• _Exercise prompt_:
Each entry must be written out again exactly as it stands.

• _Excerpted records_:
........

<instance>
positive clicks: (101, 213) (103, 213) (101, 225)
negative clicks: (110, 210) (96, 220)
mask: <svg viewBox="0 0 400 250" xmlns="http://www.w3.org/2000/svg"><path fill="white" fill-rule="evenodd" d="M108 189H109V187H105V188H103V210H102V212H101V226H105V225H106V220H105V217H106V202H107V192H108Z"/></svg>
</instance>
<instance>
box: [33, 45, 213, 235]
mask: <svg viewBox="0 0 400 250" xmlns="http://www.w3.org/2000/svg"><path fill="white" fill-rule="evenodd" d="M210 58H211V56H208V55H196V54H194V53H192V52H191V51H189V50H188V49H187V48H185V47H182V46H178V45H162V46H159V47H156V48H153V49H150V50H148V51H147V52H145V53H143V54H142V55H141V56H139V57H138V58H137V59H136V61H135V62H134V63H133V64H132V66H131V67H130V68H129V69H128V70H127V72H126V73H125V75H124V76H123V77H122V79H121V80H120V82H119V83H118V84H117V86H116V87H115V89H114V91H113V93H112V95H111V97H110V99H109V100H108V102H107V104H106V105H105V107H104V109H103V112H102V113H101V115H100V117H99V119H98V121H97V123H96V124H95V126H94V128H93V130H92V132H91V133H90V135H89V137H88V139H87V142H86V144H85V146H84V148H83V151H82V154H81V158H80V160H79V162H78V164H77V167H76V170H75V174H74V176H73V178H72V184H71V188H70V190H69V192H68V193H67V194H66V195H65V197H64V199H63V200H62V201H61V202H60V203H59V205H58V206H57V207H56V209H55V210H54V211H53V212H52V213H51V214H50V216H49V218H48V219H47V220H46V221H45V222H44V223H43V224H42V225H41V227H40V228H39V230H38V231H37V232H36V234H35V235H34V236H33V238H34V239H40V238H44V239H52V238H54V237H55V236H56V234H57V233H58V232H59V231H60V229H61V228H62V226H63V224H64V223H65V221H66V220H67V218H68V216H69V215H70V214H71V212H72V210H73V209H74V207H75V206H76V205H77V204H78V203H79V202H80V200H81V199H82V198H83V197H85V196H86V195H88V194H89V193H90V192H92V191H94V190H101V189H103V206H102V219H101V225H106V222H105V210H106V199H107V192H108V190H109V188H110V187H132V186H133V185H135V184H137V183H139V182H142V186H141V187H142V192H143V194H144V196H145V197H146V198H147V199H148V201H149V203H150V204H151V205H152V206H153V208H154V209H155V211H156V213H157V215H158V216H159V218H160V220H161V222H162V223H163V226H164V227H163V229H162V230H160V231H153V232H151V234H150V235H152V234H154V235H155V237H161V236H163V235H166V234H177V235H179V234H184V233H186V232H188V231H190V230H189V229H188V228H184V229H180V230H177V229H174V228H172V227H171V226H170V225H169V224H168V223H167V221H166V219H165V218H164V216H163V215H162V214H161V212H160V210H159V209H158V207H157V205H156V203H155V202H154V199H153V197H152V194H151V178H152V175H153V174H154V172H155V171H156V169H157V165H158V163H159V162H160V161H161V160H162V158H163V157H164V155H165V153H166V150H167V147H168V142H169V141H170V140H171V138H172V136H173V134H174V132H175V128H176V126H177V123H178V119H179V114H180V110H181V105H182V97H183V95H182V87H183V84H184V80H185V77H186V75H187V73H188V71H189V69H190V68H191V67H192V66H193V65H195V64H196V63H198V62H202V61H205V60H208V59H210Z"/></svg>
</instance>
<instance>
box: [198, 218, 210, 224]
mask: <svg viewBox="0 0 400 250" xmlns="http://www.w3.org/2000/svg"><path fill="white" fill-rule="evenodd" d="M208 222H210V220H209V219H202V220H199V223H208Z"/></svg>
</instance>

........

• _Exercise result_:
<instance>
positive clicks: (101, 213) (103, 213) (101, 225)
negative clicks: (110, 210) (96, 220)
mask: <svg viewBox="0 0 400 250" xmlns="http://www.w3.org/2000/svg"><path fill="white" fill-rule="evenodd" d="M108 189H109V187H105V188H103V210H102V212H101V226H105V225H106V220H105V217H106V202H107V192H108Z"/></svg>
</instance>
<instance>
box: [33, 45, 213, 235]
mask: <svg viewBox="0 0 400 250" xmlns="http://www.w3.org/2000/svg"><path fill="white" fill-rule="evenodd" d="M210 58H211V56H208V55H196V54H194V53H192V52H191V51H189V50H188V49H187V48H185V47H182V46H178V45H162V46H159V47H156V48H153V49H150V50H148V51H147V52H145V53H143V54H142V55H141V56H139V57H138V58H137V59H136V61H135V62H134V63H133V64H132V66H131V67H130V68H129V69H128V70H127V72H126V73H125V75H124V76H123V77H122V79H121V80H120V82H119V83H118V84H117V86H116V87H115V89H114V91H113V93H112V95H111V97H110V99H109V100H108V102H107V104H106V105H105V107H104V109H103V112H102V113H101V115H100V117H99V119H98V121H97V123H96V124H95V126H94V128H93V130H92V132H91V133H90V135H89V137H88V139H87V142H86V144H85V146H84V148H83V151H82V154H81V158H80V160H79V162H78V164H77V167H76V170H75V174H74V176H73V178H72V184H71V188H70V190H69V192H68V193H67V194H66V195H65V197H64V199H63V200H62V201H61V202H60V203H59V205H58V206H57V207H56V209H55V210H54V211H53V212H52V213H51V214H50V216H49V218H48V219H47V220H46V221H45V222H44V223H43V224H42V225H41V227H40V228H39V230H38V231H37V232H36V234H35V235H34V236H33V238H34V239H40V238H44V239H52V238H54V237H55V236H56V234H57V233H58V232H59V231H60V229H61V228H62V226H63V224H64V223H65V221H66V220H67V218H68V216H69V215H70V214H71V212H72V210H73V209H74V207H75V206H76V205H77V204H78V203H79V202H80V200H81V199H82V198H83V197H85V196H86V195H88V194H89V193H90V192H92V191H94V190H101V189H103V206H102V219H101V225H106V222H105V210H106V199H107V192H108V190H109V188H110V187H132V186H133V185H135V184H137V183H139V182H142V186H141V187H142V192H143V194H144V196H145V197H146V198H147V199H148V201H149V203H150V204H151V205H152V206H153V208H154V209H155V211H156V213H157V215H158V216H159V218H160V220H161V222H162V223H163V226H164V227H163V229H162V230H160V231H153V232H151V234H150V235H152V234H154V235H155V237H161V236H163V235H166V234H177V235H179V234H184V233H186V232H188V231H190V230H189V229H188V228H184V229H180V230H177V229H174V228H172V227H171V226H170V225H169V224H168V223H167V221H166V219H165V218H164V216H163V215H162V214H161V212H160V210H159V209H158V207H157V205H156V203H155V202H154V199H153V197H152V194H151V178H152V175H153V174H154V172H155V171H156V169H157V165H158V163H159V162H160V161H161V160H162V158H163V157H164V155H165V153H166V150H167V147H168V142H169V141H170V140H171V138H172V136H173V134H174V132H175V128H176V126H177V123H178V119H179V114H180V110H181V105H182V97H183V95H182V87H183V84H184V80H185V77H186V75H187V73H188V71H189V69H190V68H191V67H192V66H193V65H195V64H196V63H198V62H202V61H205V60H208V59H210Z"/></svg>
</instance>
<instance>
box: [198, 218, 210, 224]
mask: <svg viewBox="0 0 400 250" xmlns="http://www.w3.org/2000/svg"><path fill="white" fill-rule="evenodd" d="M208 222H210V220H209V219H202V220H199V223H208Z"/></svg>
</instance>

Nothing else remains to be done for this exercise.